→ **TASK DIRECTIONS**: Put every line of the listing below into a Markdown table with the columns Row and Listing line, numbering the rows and leaving out blank lines.

→ **GIVEN RECORDS**:

.....

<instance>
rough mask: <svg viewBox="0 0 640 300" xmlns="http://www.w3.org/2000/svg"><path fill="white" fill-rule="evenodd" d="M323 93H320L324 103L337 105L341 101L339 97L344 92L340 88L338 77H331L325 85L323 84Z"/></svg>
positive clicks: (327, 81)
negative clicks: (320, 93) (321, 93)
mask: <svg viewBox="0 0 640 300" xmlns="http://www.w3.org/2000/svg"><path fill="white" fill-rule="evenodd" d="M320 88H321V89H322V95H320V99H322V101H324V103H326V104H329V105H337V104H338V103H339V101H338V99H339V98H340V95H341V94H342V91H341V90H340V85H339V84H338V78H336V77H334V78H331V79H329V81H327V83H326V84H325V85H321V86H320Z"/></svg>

.....

→ **EXPECTED OUTPUT**:
| Row | Listing line |
|---|---|
| 1 | <instance> |
| 2 | rough mask: <svg viewBox="0 0 640 300" xmlns="http://www.w3.org/2000/svg"><path fill="white" fill-rule="evenodd" d="M323 93H320L324 103L337 105L341 101L339 97L344 92L340 88L338 77H331L325 85L323 84Z"/></svg> |
| 3 | positive clicks: (327, 81) |
| 4 | negative clicks: (320, 93) (321, 93) |
| 5 | mask: <svg viewBox="0 0 640 300" xmlns="http://www.w3.org/2000/svg"><path fill="white" fill-rule="evenodd" d="M320 88H321V89H322V95H320V99H322V101H324V103H326V104H329V105H337V104H338V103H339V101H338V99H339V98H340V95H341V94H342V91H341V90H340V85H339V84H338V78H336V77H334V78H331V79H329V81H327V83H326V84H325V85H321V86H320Z"/></svg> |